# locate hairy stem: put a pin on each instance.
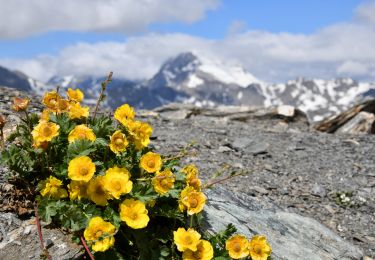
(104, 86)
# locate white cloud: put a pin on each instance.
(365, 12)
(352, 68)
(237, 27)
(21, 18)
(344, 49)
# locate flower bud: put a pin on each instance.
(2, 121)
(20, 104)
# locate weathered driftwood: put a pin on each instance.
(360, 124)
(290, 235)
(332, 125)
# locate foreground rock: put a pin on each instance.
(358, 119)
(19, 240)
(290, 235)
(330, 178)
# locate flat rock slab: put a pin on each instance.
(19, 240)
(290, 235)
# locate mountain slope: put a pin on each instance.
(14, 79)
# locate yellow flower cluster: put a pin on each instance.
(100, 234)
(81, 132)
(139, 132)
(189, 242)
(52, 188)
(20, 104)
(104, 178)
(45, 131)
(239, 247)
(57, 104)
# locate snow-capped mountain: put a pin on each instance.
(193, 78)
(205, 82)
(318, 98)
(14, 79)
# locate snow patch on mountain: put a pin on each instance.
(227, 73)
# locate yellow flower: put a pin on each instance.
(150, 162)
(259, 248)
(117, 182)
(100, 234)
(140, 133)
(51, 188)
(81, 169)
(3, 120)
(45, 115)
(237, 246)
(118, 142)
(20, 104)
(124, 114)
(190, 169)
(96, 191)
(192, 179)
(163, 181)
(76, 111)
(134, 213)
(77, 190)
(191, 200)
(62, 105)
(81, 132)
(204, 252)
(45, 132)
(186, 239)
(51, 100)
(75, 94)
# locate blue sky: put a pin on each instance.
(288, 38)
(294, 16)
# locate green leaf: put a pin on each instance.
(101, 142)
(80, 148)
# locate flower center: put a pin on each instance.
(83, 171)
(134, 216)
(193, 202)
(188, 240)
(53, 102)
(164, 182)
(258, 250)
(63, 105)
(119, 141)
(81, 135)
(194, 182)
(98, 234)
(116, 185)
(47, 131)
(237, 247)
(151, 164)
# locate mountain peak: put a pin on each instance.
(194, 69)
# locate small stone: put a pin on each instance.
(49, 243)
(284, 191)
(318, 190)
(252, 146)
(27, 230)
(285, 110)
(256, 189)
(224, 149)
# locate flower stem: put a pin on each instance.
(86, 248)
(2, 141)
(39, 228)
(104, 86)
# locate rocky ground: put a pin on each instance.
(284, 163)
(330, 178)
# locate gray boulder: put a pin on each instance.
(290, 235)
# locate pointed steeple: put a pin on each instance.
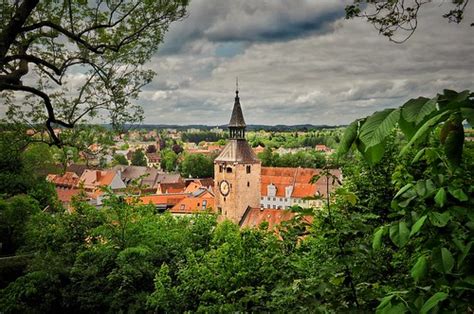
(237, 118)
(237, 123)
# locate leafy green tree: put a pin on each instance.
(138, 158)
(197, 166)
(430, 220)
(398, 19)
(169, 160)
(108, 42)
(14, 213)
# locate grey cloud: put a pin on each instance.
(250, 21)
(319, 78)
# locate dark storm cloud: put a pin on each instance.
(250, 21)
(291, 72)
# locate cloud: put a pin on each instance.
(250, 21)
(300, 62)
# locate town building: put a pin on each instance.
(282, 188)
(236, 171)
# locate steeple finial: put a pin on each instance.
(237, 86)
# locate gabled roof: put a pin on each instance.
(77, 169)
(237, 118)
(237, 150)
(68, 179)
(169, 178)
(297, 178)
(65, 195)
(97, 178)
(162, 199)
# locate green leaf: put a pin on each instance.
(468, 114)
(378, 126)
(465, 252)
(440, 219)
(403, 189)
(421, 188)
(417, 225)
(420, 268)
(385, 300)
(415, 110)
(458, 194)
(348, 138)
(443, 260)
(433, 301)
(399, 234)
(418, 155)
(424, 129)
(440, 197)
(409, 113)
(377, 242)
(372, 154)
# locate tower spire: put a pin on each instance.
(237, 86)
(237, 122)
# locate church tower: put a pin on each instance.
(236, 171)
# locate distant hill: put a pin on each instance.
(251, 127)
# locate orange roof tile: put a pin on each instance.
(162, 199)
(65, 195)
(298, 178)
(68, 179)
(97, 178)
(255, 216)
(193, 186)
(193, 204)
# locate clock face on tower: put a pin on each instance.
(224, 187)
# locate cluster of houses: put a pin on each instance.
(167, 191)
(280, 188)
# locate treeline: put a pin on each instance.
(203, 136)
(304, 159)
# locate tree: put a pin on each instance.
(168, 160)
(197, 166)
(138, 158)
(177, 149)
(429, 220)
(46, 44)
(151, 149)
(398, 19)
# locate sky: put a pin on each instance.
(298, 62)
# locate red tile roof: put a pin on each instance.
(65, 195)
(298, 178)
(162, 199)
(274, 217)
(67, 180)
(95, 178)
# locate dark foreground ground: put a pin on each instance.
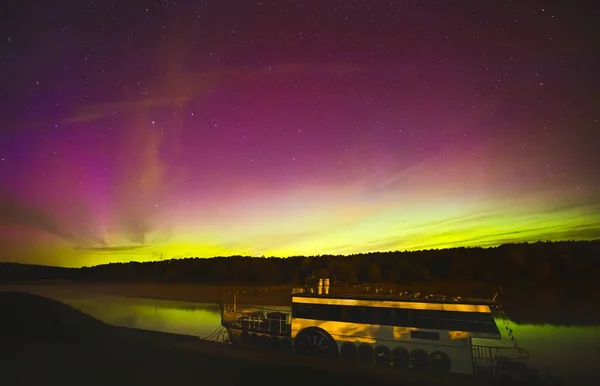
(44, 342)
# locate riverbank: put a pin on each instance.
(525, 303)
(49, 343)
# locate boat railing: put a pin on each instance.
(491, 361)
(269, 322)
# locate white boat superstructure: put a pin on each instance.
(425, 333)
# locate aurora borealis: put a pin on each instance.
(135, 130)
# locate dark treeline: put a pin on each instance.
(544, 282)
(568, 261)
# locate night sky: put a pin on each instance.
(135, 129)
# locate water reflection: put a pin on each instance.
(568, 352)
(175, 317)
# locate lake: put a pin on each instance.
(568, 352)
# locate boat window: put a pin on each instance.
(333, 313)
(307, 311)
(353, 314)
(373, 315)
(430, 319)
(396, 317)
(425, 335)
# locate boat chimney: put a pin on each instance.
(326, 286)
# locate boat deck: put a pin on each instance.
(404, 297)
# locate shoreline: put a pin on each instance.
(526, 303)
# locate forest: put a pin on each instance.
(541, 262)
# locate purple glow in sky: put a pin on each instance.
(294, 127)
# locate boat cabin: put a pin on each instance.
(401, 330)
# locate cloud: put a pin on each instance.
(15, 212)
(142, 180)
(119, 248)
(180, 88)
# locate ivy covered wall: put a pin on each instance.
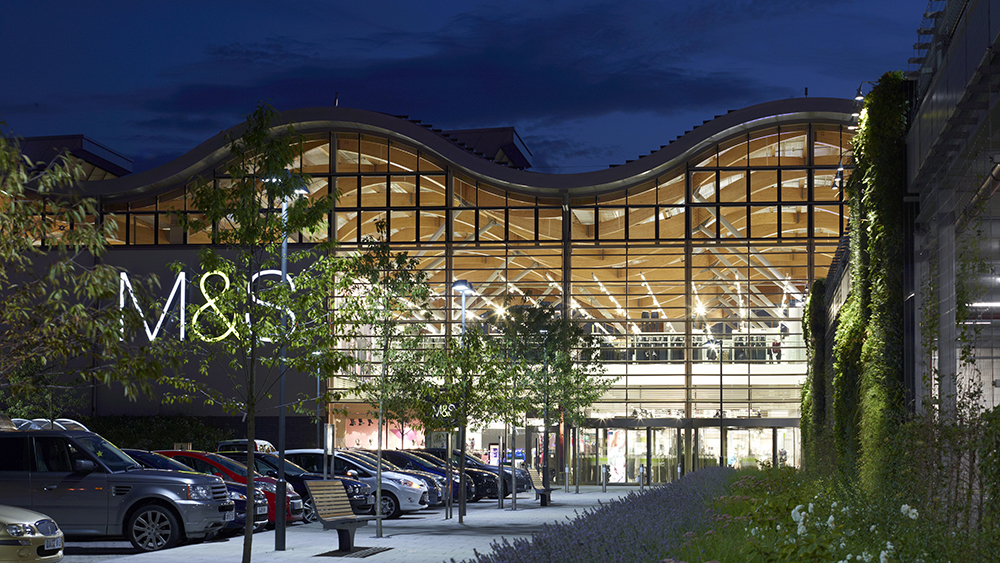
(866, 402)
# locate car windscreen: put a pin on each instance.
(115, 459)
(158, 461)
(428, 458)
(272, 461)
(234, 466)
(369, 458)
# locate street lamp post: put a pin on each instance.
(282, 488)
(722, 430)
(465, 288)
(545, 418)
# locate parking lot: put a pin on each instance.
(420, 537)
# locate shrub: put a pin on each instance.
(642, 526)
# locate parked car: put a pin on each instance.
(241, 446)
(435, 484)
(267, 464)
(409, 461)
(237, 491)
(215, 464)
(91, 488)
(523, 478)
(486, 482)
(400, 493)
(26, 535)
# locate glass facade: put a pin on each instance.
(692, 271)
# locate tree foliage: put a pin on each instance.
(254, 328)
(60, 324)
(536, 337)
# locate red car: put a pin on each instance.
(215, 464)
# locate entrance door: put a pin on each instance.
(664, 455)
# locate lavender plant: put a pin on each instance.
(641, 526)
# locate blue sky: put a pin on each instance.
(586, 83)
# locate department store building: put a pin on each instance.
(691, 264)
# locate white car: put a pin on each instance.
(400, 493)
(26, 535)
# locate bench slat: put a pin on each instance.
(334, 511)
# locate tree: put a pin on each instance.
(258, 325)
(394, 289)
(467, 378)
(560, 363)
(60, 324)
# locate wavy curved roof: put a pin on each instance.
(207, 156)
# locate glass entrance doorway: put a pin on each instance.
(627, 452)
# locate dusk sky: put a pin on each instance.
(586, 83)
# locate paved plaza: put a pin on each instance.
(422, 537)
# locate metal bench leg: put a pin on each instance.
(346, 537)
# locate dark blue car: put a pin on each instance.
(408, 460)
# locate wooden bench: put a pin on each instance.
(540, 491)
(333, 509)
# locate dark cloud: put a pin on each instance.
(273, 51)
(593, 82)
(550, 152)
(182, 123)
(494, 67)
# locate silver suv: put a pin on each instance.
(91, 488)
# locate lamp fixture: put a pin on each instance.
(463, 286)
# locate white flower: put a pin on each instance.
(797, 513)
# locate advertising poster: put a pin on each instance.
(616, 455)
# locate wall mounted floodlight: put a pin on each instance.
(463, 286)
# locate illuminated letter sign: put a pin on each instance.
(210, 302)
(124, 286)
(179, 289)
(291, 286)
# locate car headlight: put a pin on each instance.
(199, 492)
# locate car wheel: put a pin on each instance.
(308, 511)
(390, 506)
(153, 527)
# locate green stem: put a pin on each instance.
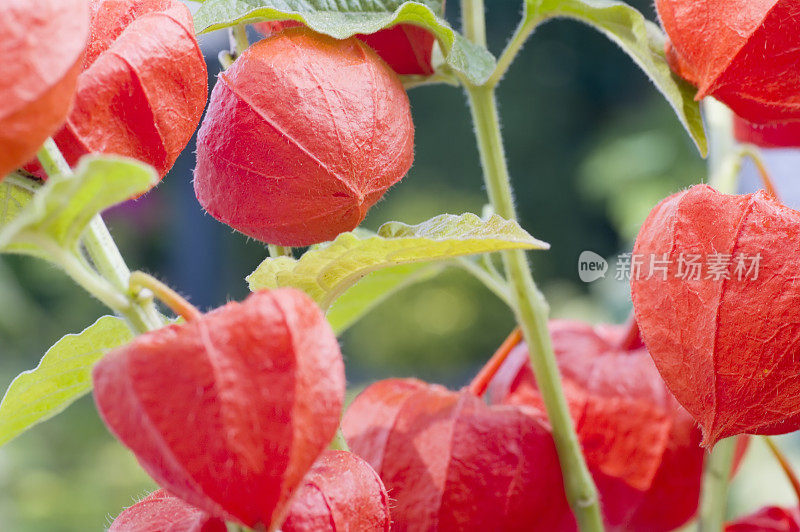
(716, 476)
(279, 251)
(239, 40)
(497, 286)
(339, 443)
(140, 314)
(532, 314)
(472, 13)
(529, 304)
(513, 47)
(82, 274)
(717, 472)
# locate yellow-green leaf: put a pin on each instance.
(15, 192)
(344, 18)
(61, 209)
(642, 40)
(376, 287)
(62, 376)
(326, 273)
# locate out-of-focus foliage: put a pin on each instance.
(592, 147)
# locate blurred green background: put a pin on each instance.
(592, 147)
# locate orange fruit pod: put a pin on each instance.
(405, 47)
(229, 411)
(41, 43)
(745, 53)
(724, 337)
(340, 493)
(303, 134)
(143, 85)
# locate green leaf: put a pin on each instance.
(375, 288)
(15, 192)
(328, 272)
(642, 40)
(60, 211)
(62, 376)
(344, 18)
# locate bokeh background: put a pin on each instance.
(592, 147)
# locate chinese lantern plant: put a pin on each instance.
(136, 95)
(740, 326)
(406, 48)
(641, 446)
(37, 86)
(231, 411)
(328, 162)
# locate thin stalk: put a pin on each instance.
(83, 275)
(530, 306)
(496, 285)
(716, 477)
(165, 294)
(717, 470)
(280, 251)
(481, 381)
(472, 13)
(339, 443)
(239, 40)
(785, 465)
(100, 246)
(513, 47)
(754, 154)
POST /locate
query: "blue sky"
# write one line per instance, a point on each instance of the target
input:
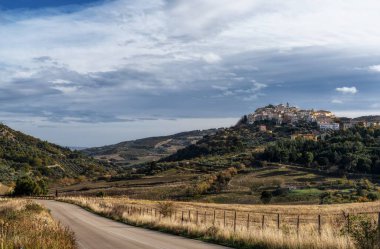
(124, 69)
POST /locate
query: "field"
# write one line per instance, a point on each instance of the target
(25, 224)
(241, 226)
(297, 186)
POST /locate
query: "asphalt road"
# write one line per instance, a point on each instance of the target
(95, 232)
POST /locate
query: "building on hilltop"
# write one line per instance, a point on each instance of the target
(289, 115)
(311, 137)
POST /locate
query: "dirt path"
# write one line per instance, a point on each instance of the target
(95, 232)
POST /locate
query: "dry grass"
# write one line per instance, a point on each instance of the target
(25, 224)
(245, 233)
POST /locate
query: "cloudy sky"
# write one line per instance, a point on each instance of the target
(88, 73)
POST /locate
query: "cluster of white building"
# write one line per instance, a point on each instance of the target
(289, 114)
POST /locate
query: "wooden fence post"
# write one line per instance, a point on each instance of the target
(224, 218)
(378, 224)
(235, 222)
(248, 222)
(213, 222)
(197, 217)
(298, 225)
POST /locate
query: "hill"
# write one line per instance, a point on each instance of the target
(147, 149)
(22, 154)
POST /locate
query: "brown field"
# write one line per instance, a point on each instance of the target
(25, 224)
(269, 226)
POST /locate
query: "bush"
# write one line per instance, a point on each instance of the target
(166, 208)
(266, 197)
(26, 186)
(280, 192)
(373, 196)
(100, 194)
(365, 232)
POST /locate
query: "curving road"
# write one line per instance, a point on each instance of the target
(95, 232)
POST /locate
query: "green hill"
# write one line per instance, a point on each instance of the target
(23, 154)
(147, 149)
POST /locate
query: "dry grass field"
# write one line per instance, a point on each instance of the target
(25, 224)
(240, 226)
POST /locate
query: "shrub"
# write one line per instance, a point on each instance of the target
(166, 208)
(373, 196)
(365, 232)
(26, 186)
(266, 196)
(280, 192)
(100, 194)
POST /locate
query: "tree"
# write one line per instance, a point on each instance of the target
(309, 158)
(26, 186)
(266, 196)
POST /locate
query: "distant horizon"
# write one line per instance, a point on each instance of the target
(199, 124)
(102, 66)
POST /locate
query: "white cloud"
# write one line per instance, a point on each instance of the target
(336, 101)
(211, 58)
(66, 89)
(347, 90)
(374, 68)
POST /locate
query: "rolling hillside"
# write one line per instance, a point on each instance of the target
(23, 154)
(147, 149)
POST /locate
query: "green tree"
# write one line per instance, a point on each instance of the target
(26, 186)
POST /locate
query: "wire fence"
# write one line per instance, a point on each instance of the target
(244, 220)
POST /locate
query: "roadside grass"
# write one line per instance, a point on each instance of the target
(27, 225)
(195, 225)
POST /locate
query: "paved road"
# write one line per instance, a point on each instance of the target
(95, 232)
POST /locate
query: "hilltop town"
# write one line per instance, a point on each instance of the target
(326, 120)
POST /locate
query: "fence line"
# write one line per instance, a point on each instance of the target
(239, 220)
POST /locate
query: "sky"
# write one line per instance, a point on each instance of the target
(89, 73)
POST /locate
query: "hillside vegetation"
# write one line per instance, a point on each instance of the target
(21, 154)
(139, 151)
(25, 224)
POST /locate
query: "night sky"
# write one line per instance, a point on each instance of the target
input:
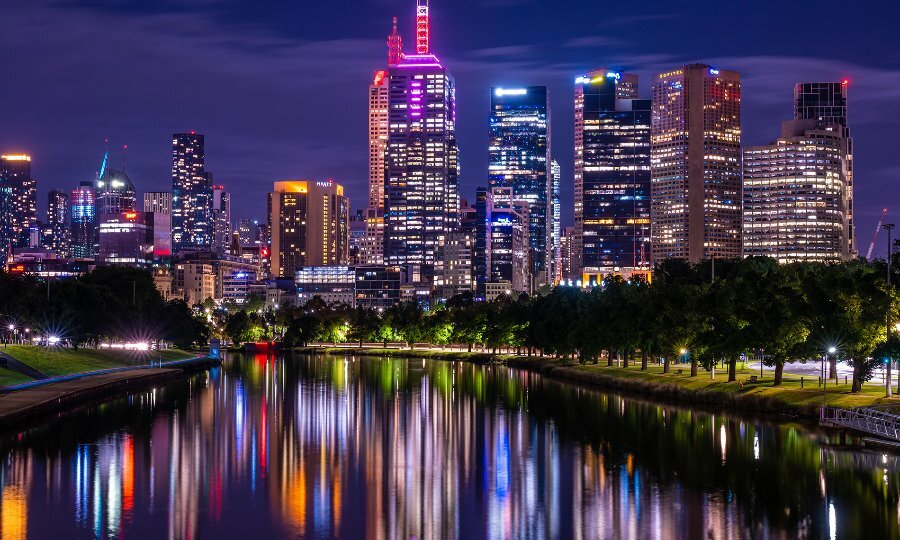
(279, 88)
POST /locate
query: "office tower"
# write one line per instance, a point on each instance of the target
(421, 192)
(826, 104)
(192, 221)
(696, 164)
(567, 254)
(508, 251)
(123, 240)
(18, 201)
(796, 205)
(83, 219)
(519, 157)
(158, 217)
(58, 222)
(221, 213)
(480, 268)
(309, 223)
(556, 230)
(114, 194)
(612, 174)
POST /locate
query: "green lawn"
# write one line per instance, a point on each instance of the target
(9, 377)
(63, 361)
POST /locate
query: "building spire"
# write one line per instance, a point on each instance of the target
(423, 27)
(395, 46)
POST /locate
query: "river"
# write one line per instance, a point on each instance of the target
(334, 447)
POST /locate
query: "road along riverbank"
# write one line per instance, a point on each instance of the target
(24, 402)
(796, 398)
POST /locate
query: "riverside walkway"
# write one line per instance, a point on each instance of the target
(21, 401)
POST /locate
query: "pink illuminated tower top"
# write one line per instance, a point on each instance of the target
(422, 27)
(395, 46)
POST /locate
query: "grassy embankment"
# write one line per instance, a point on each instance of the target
(54, 361)
(677, 385)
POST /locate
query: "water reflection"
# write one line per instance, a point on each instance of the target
(376, 448)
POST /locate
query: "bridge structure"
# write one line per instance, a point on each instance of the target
(863, 419)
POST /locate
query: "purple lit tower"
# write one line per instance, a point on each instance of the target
(421, 161)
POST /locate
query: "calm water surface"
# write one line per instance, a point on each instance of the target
(298, 446)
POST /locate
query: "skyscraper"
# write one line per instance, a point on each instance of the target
(421, 191)
(310, 225)
(696, 164)
(519, 158)
(192, 222)
(372, 248)
(58, 222)
(612, 174)
(83, 219)
(556, 205)
(221, 213)
(158, 218)
(826, 104)
(18, 200)
(796, 206)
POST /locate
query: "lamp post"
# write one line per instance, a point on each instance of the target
(889, 227)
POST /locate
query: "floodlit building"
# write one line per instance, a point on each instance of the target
(612, 173)
(309, 223)
(796, 200)
(519, 158)
(18, 200)
(696, 164)
(421, 160)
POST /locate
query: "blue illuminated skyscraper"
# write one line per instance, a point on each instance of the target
(612, 175)
(520, 159)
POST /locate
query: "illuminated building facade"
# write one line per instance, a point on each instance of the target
(123, 241)
(221, 216)
(556, 229)
(192, 219)
(508, 250)
(796, 206)
(115, 194)
(18, 201)
(612, 173)
(309, 223)
(60, 233)
(696, 164)
(83, 213)
(826, 104)
(519, 158)
(421, 161)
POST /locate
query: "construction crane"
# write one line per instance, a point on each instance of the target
(875, 236)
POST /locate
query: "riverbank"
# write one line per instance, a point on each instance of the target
(797, 397)
(26, 401)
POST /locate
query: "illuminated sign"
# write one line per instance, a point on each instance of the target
(500, 92)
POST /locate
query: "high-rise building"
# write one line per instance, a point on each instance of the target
(696, 164)
(826, 104)
(221, 213)
(192, 220)
(83, 214)
(114, 194)
(309, 223)
(508, 250)
(556, 230)
(158, 217)
(612, 174)
(58, 222)
(519, 157)
(796, 205)
(421, 163)
(18, 200)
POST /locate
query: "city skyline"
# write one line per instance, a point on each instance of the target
(246, 166)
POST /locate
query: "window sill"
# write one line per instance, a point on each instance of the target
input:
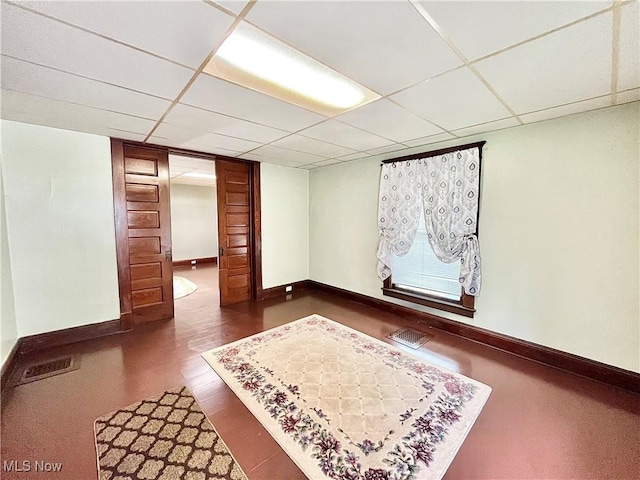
(440, 304)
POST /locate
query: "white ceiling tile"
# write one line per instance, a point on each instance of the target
(45, 82)
(629, 53)
(354, 156)
(385, 46)
(175, 135)
(24, 107)
(271, 160)
(326, 163)
(561, 111)
(29, 36)
(255, 157)
(454, 100)
(313, 146)
(628, 96)
(441, 137)
(286, 155)
(389, 148)
(182, 135)
(196, 182)
(196, 144)
(345, 135)
(235, 6)
(570, 65)
(389, 120)
(182, 164)
(480, 28)
(487, 127)
(122, 21)
(212, 122)
(223, 97)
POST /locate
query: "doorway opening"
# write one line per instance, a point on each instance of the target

# Exercise instructions
Gather every line in the records above that contains the string "snow" and copy each one out.

# Right answer
# locate snow-capped mountain: put a pin on each instance.
# locate snow patch on mountain: put a pin on each instance.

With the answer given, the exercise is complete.